## INSTRUCTIONS TO FOLLOW
Verbatim copy, images excluded: write out each record shown below.

## GIVEN DATA
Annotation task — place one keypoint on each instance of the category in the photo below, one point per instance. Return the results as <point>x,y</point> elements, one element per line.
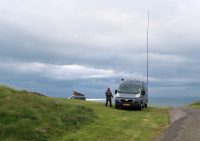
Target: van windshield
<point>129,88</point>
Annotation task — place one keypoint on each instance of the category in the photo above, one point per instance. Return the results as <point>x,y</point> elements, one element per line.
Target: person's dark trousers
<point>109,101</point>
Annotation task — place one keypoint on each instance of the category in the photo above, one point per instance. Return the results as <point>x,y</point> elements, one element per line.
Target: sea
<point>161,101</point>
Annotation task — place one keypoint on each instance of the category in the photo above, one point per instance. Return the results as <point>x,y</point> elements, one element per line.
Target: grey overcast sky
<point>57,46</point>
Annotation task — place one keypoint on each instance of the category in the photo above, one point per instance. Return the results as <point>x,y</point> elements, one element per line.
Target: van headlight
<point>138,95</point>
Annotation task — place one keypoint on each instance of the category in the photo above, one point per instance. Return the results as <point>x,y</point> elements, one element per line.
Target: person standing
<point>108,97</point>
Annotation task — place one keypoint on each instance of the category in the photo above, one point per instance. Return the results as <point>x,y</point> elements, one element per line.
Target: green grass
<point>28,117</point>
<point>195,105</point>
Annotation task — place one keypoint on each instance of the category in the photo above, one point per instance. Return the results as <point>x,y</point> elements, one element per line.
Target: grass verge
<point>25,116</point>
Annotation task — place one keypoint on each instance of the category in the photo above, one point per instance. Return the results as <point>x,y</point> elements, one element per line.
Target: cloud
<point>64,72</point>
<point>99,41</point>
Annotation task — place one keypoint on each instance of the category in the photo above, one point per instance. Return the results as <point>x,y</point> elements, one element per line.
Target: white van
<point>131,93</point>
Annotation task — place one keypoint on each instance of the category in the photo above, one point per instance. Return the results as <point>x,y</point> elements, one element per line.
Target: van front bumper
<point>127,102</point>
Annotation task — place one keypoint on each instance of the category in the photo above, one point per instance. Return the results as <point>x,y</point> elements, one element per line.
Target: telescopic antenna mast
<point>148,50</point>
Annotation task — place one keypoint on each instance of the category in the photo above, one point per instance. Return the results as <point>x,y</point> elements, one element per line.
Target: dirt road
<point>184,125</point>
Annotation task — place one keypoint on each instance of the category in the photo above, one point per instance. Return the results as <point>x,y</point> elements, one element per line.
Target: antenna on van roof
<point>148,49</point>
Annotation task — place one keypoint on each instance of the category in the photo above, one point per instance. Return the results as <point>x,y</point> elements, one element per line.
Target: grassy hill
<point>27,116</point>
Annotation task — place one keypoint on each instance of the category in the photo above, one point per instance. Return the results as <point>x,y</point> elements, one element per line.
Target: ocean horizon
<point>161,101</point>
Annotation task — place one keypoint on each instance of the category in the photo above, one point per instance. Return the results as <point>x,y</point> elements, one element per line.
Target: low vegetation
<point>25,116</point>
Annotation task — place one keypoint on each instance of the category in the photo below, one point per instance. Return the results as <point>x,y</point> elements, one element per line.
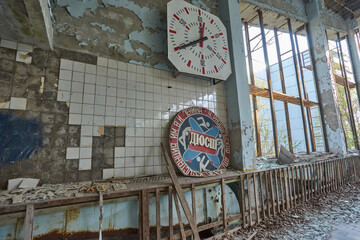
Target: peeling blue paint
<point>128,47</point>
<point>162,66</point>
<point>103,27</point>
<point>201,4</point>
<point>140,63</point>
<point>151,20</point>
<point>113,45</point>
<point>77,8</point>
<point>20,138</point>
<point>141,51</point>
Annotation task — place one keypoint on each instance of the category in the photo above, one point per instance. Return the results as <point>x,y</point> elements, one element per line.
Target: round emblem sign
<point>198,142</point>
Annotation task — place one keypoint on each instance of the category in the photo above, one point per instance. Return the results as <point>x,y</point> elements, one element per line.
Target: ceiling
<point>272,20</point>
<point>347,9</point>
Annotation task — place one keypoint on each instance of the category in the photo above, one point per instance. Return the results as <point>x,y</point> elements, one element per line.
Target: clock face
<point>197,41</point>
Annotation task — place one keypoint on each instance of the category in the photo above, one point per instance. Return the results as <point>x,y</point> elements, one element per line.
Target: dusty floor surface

## ANSWER
Annotation task — place one keypoint on each instance of the category in the photo below, one point per instance. Return the results as <point>x,y</point> elements, one element per line.
Target: van windshield
<point>129,88</point>
Annotation task — place one keypoint on each instance of the category in the photo above, one point per instance. Return the results as <point>x,y</point> elements, one element per line.
Target: person's dark trousers
<point>109,101</point>
Annotation task — place one keypoint on each instance of the category in the photo above, one point per instance. Return the results as <point>x,y</point> elements, one element per line.
Target: sea
<point>161,101</point>
Annotation task — place one keypoint on each instance of the category in the photo above, one point per instance. Return the results as <point>x,y</point> elements, one element per line.
Target: grey overcast sky
<point>57,46</point>
Annotation task — place one keypoint on each instance of the category in the photo above, one point per instance. Return the results as <point>x,y</point> elements, one element per line.
Target: van headlight
<point>138,95</point>
Annotation task — place one keypoint on each instance of the category in the photo above, one point per instance. Return the results as <point>x,y</point> elements, one element per line.
Target: person standing
<point>108,97</point>
Annotation task — place one keypoint on each instance of the category in the photo above, one point per instance. Return the results as <point>x,y</point> elements, one element per line.
Target: green grass
<point>28,117</point>
<point>195,105</point>
Annotation task — place one keypoint on each instance of the category in the photo above, one point per instance. Return the results as <point>x,y</point> elements, one element per line.
Target: grass verge
<point>25,116</point>
Annotation task — place one keypoint on each instance of the category in the photo above, one point per instance. Return the results as <point>x,y</point> elements, one element per line.
Target: cloud
<point>64,72</point>
<point>99,41</point>
Annotation task — place one keypoint on each instance of the category in the photo above, one point per instance. Return the results as <point>x,y</point> elements, one element per line.
Target: white van
<point>131,93</point>
Annotation task — place one keypoint on each instance of the category in the photo above, one point per instance. Return the results as <point>x,y</point> elements, one element per line.
Target: van front bumper
<point>127,102</point>
Annotation task — place one keypoint on each instance of the category in the photo above, one point per instance. Return the results as <point>x,y</point> elements, one element per line.
Target: telescopic antenna mast
<point>148,50</point>
Annotation task — place one keypoint on each instance of the category in the photo above, one point per instance. Return the results as <point>x,y</point> elements, one element per line.
Target: dirt road
<point>184,125</point>
Annotation task — place one keypoint on each instance of the category in the photo above, one point per instance. Return the results as <point>x,y</point> elements, one element per line.
Target: antenna on van roof
<point>148,49</point>
Annotation task — place one keypoint on each instance of the category in the photo above, one point per instance. Return the results as <point>x,y</point> elements, one element per line.
Target: grassy hill
<point>27,116</point>
Annotation task — place one keypoint on each instance of the category in the photo above, one point per instance. Return the results as <point>x,y</point> elements, one element per line.
Target: ocean horizon
<point>161,101</point>
Annotation task — place one keypoint on each instance of the category in the photo above, one point per instance. Return the results as <point>x,y</point> elements, one element per line.
Target: low vegetation
<point>25,116</point>
Annotation task — place one keypoint on each instance of the category in the photo below, one point per instance. Return the results as <point>x,y</point> elements, one element per line.
Target: peeling blue paint
<point>128,47</point>
<point>162,66</point>
<point>103,27</point>
<point>201,4</point>
<point>140,63</point>
<point>151,20</point>
<point>113,45</point>
<point>77,8</point>
<point>20,138</point>
<point>141,51</point>
Annotation task — place one keypoint on each instance of the category in the photo above, one point per instance. Return the results as <point>x,y</point> elements, one element per line.
Target: round emblem sign
<point>198,142</point>
Annotation task — place one keypoint on each instance of the category in the photo above, one point per instance. Return the results as <point>x,y</point> elements, one element per line.
Target: ceiling
<point>272,20</point>
<point>347,9</point>
Annotation task — place one keypoint on each instance of the category in the photo above, one point per instance. Return the results as <point>x,y</point> elements, one element per line.
Target: clock face
<point>197,41</point>
Annotation task — place one keypoint on each instance of the category in the photo above, one point per instance. Return the results as <point>x,y</point> elements, one element per line.
Target: dusty floor surface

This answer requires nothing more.